PROBLEM DESCRIPTION>
Copy each of the entries below verbatim, keeping every line in its original order.

··· TASK DATA

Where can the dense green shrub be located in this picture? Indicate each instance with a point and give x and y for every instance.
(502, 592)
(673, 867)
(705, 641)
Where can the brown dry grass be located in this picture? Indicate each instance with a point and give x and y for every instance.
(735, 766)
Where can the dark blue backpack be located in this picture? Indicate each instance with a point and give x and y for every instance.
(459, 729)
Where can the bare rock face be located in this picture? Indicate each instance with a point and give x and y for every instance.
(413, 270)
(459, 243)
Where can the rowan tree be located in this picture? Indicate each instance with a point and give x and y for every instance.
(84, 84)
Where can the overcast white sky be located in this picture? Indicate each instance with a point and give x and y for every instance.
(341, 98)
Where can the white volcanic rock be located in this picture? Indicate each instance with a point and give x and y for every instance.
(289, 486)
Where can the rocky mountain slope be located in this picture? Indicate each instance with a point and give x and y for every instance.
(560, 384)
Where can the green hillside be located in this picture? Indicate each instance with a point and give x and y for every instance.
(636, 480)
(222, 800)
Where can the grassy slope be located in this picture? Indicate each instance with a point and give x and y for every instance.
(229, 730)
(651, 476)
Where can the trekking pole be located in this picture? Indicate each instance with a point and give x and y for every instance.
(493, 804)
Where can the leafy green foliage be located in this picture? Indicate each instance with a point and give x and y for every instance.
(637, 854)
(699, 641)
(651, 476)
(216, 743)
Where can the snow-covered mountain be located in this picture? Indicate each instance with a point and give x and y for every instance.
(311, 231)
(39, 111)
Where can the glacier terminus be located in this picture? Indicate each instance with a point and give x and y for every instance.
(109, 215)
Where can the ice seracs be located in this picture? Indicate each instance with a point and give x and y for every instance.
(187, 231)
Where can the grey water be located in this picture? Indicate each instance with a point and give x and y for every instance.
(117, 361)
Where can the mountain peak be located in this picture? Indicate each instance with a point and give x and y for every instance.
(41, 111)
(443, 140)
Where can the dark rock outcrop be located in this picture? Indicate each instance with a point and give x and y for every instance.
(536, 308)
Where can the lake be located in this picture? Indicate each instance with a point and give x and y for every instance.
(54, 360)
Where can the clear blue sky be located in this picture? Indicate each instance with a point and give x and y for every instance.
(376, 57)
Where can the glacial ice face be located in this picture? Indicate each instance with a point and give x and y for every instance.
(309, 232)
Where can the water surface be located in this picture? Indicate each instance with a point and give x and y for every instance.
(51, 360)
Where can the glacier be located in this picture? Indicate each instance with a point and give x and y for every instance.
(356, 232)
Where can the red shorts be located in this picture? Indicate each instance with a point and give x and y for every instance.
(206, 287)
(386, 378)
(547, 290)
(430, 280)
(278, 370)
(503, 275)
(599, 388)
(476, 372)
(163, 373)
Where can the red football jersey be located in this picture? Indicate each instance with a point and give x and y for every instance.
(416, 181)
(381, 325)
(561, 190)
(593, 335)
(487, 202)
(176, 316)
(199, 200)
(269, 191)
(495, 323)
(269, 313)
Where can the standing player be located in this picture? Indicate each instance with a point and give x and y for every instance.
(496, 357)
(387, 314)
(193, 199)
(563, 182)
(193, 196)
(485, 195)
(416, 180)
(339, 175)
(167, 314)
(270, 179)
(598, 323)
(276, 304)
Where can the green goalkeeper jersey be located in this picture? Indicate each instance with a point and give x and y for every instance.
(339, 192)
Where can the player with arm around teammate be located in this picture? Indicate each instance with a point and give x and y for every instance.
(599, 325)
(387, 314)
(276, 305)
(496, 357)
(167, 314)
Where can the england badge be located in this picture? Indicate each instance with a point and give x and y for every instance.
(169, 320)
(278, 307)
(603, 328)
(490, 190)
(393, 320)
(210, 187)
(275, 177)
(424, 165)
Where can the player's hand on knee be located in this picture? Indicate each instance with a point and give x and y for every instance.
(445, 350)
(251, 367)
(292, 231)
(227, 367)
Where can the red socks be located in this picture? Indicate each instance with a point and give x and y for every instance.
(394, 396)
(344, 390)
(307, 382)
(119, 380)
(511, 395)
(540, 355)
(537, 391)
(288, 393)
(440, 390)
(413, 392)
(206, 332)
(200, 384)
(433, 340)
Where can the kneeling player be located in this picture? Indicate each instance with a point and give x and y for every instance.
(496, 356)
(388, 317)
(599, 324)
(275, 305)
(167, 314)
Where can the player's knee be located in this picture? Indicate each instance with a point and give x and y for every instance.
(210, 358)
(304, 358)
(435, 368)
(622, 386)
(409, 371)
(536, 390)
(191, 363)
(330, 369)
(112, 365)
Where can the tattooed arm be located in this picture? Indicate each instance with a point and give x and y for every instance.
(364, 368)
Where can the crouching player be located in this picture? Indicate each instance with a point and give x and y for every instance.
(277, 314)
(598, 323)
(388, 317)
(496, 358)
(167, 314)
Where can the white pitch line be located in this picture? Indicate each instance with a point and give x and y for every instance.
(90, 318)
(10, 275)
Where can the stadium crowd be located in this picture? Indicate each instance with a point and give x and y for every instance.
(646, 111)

······

THE RESULT>
Where can the dense green shrub be located in this picture? Indicate each instance with a point and give x and y for every instance.
(502, 592)
(673, 867)
(705, 641)
Where can the brown dry grass be located in this picture? Indicate each instance with a point and give x and y for every instance.
(735, 766)
Where can the dark blue backpack be located in this picture? Indicate each instance with a point and give x and y for every instance.
(459, 729)
Where can the bare rock face be located in this picture? Indicate each instance with a point and give x and y for every instance.
(413, 270)
(459, 243)
Where can the rowan tree be located in this picture? Indicate each instance with a point and give x and y for every instance.
(84, 84)
Where can the overcast white sky be located in this picture? Indicate each instance with a point and give x and y for every instance.
(341, 98)
Where can the white volcanic rock be located in this picture? Indicate each instance with a point and give x and y for every instance.
(289, 486)
Where can the rocky mountain slope be located in this picture? Indicate each instance with a point and give x and y for every instance.
(560, 384)
Where can the green hillside be located in this picture? Indicate each instance with a point and give x and y for every instance.
(636, 480)
(222, 800)
Where can the grassy slope be located in this picture? Indicate each instance with a point and give x and y for every instance.
(229, 730)
(651, 476)
Where can the trekking pole be located in this picture? Indicate each instance with a point and give x and y for every instance.
(493, 804)
Where can the leafy green foliage be located in this picture? Indicate each instance with a point and give x and y for every instance.
(637, 854)
(699, 641)
(651, 476)
(216, 743)
Where can the snow-covered mountain be located in this picture? Indicate each instance with a point and give x and y for every instance.
(311, 231)
(39, 111)
Where can the glacier terminus be located in this picture? Indicate each instance with a point and give x and y for every instance.
(109, 215)
Where can the ice seracs be located in this picture? Indicate each instance with a point and give x and y for every instance.
(187, 231)
Where can the grey water be located in this picture? Indicate each instance with a point and give x and y for every instance.
(117, 361)
Where can the mountain peak be located in this picture? Indicate each instance with a point and give x and y for every instance.
(41, 111)
(443, 140)
Where can the dark rock outcrop be located in this picture? Indicate each instance with a point and give x and y for every instance.
(536, 308)
Where can the lake be located in this picture? Indicate each instance with a point and give x and y for every instance.
(54, 360)
Where can the clear blue sky be located in this picture? Indicate each instance with a point and give x and y for every instance.
(376, 57)
Where can the glacial ice face be located in this picture? Indicate each instance with a point and give x and y for every instance.
(309, 232)
Where can the water surface be located in this picture? Indicate each instance with a point and give x and y for every instance.
(51, 360)
Where can the glacier be located in this picture? Indicate each instance with a point and give x and y for every instance.
(356, 232)
Where can the red shorts be located in this picture? Indicate each instance with a point and give x and y for every instance.
(206, 287)
(386, 378)
(547, 290)
(430, 280)
(278, 370)
(503, 275)
(599, 388)
(476, 372)
(163, 373)
Where can the red football jersey be located in this picture? Indicate each instance with a point and give x and y for every instance.
(416, 181)
(381, 325)
(561, 190)
(593, 335)
(487, 202)
(176, 316)
(199, 200)
(269, 191)
(495, 323)
(269, 313)
Where can the standing player be located in this picture? Indicate each instance with a point and give x and y for every instance.
(496, 357)
(387, 314)
(193, 199)
(563, 182)
(193, 196)
(485, 195)
(416, 180)
(339, 175)
(167, 314)
(270, 179)
(598, 323)
(276, 304)
Where can the green goalkeeper jersey be located in this picture? Indicate each instance with a point and give x and y for every instance.
(339, 192)
Where can the player with arm around teammate be located in this picture? Indicate each instance with a point and give x and y for every instance.
(599, 325)
(387, 314)
(276, 305)
(496, 357)
(167, 314)
Where can the england badge be located in this picture? Indicate each instance with a point and give x and y for every instance.
(169, 320)
(278, 307)
(603, 328)
(490, 190)
(393, 320)
(210, 187)
(275, 177)
(424, 165)
Where can the player's hand on knee be located in this picture? Indicate each instance with a point and give x and y for every instance.
(445, 350)
(251, 367)
(292, 231)
(227, 367)
Where can the red socks be located in this picture? Indicate each instance with a point and give x and y for every instance.
(394, 396)
(344, 390)
(307, 382)
(119, 380)
(511, 395)
(540, 355)
(537, 391)
(288, 393)
(440, 390)
(413, 392)
(206, 332)
(200, 384)
(433, 340)
Where can the kneeling player be located in this picture? Indicate each instance with a point and give x and y for every instance.
(496, 356)
(388, 317)
(599, 324)
(275, 305)
(167, 314)
Where can the player's knee be located in this picture? Indicate each instance with a point and give x and y for every instance.
(210, 358)
(304, 358)
(435, 368)
(622, 386)
(409, 371)
(536, 390)
(191, 363)
(330, 369)
(112, 365)
Where can the tattooed arm be located in this picture? Indicate each instance with a point and give x and y for every instance.
(364, 368)
Where can the crouching player be located in this picture? Indicate each instance with a point and give x and y for every instance.
(277, 314)
(598, 323)
(388, 317)
(496, 358)
(167, 314)
Where can the white pitch line be located in this picture? Indicate each instance with a point and give x and y for every instance.
(90, 318)
(10, 275)
Where can the stadium crowd be located in this picture? Indicate each instance with a point and give x and y for every instance.
(646, 111)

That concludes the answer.